WHAT TO PRODUCE: Please answer from the forum thread below on XORing byte arrays in Java: which operator does the reply use to repeat the key as needed?

Length of Strings regarding XOR operation for byte array - java

I am creating an encryption algorithm and is to XOR two strings. While I know how to XOR the two strings the problem is the length. I have two byte arrays one for the plain text which is of a variable size and then the key which is of 56 bytes lets say. What I want to know is what is the correct method of XORing the two strings. Concatenate them into one String in Binary and XOR the two values? Have each byte array position XOR a concatenated Binary value of the key and such. Any help is greatly appreciated.
Regards,
Milinda

To encode just move through the array of bytes from the plain text, repeating the key as necessary with the mod % operator. Be sure to use the same character set at both ends.
Conceptually we're repeating the key like this, ignoring encoding.
hello world, there are sheep
secretsecretsecretsecretsecr
Encrypt
String plainText = "hello world, there are sheep";
Charset charSet = Charset.forName("UTF-8");
byte[] plainBytes = plainText.getBytes(charSet);
String key = "secret";
byte[] keyBytes = key.getBytes(charSet);
byte[] cipherBytes = new byte[plainBytes.length];
for (int i = 0; i < plainBytes.length; i++) {
cipherBytes[i] = (byte) (plainBytes[i] ^ keyBytes[i
% keyBytes.length]);
}
String cipherText = new String(cipherBytes, charSet);
System.out.println(cipherText);
To decrypt just reverse the process.
// decode
for (int i = 0; i < cipherBytes.length; i++) {
plainBytes[i] = (byte) (cipherBytes[i] ^ keyBytes[i
% keyBytes.length]);
}
plainText = new String(plainBytes, charSet); // <= make sure same charset both ends
System.out.println(plainText);

(As noted in comments, you shouldn't use this for anything real. Proper cryptography is incredibly hard to do properly from scratch - don't do it yourself, use existing implementations.)

LISTED RECORDS:
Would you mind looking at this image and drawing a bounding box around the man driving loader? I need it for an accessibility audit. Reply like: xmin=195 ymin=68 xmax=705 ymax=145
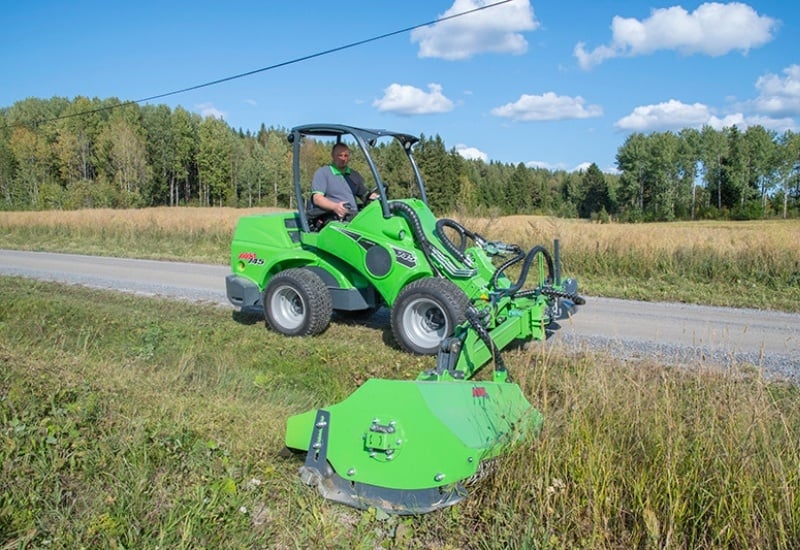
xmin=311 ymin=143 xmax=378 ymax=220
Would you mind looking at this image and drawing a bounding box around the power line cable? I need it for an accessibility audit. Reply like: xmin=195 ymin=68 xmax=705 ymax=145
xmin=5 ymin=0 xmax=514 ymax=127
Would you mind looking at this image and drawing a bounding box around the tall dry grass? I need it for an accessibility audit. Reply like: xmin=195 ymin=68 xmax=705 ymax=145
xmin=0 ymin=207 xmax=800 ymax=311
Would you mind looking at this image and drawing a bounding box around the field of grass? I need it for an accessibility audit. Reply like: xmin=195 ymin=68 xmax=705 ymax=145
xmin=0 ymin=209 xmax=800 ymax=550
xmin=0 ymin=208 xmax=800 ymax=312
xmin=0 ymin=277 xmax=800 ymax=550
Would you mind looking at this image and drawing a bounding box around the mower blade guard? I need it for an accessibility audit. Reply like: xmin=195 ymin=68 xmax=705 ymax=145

THE RESPONSE: The mod % operator.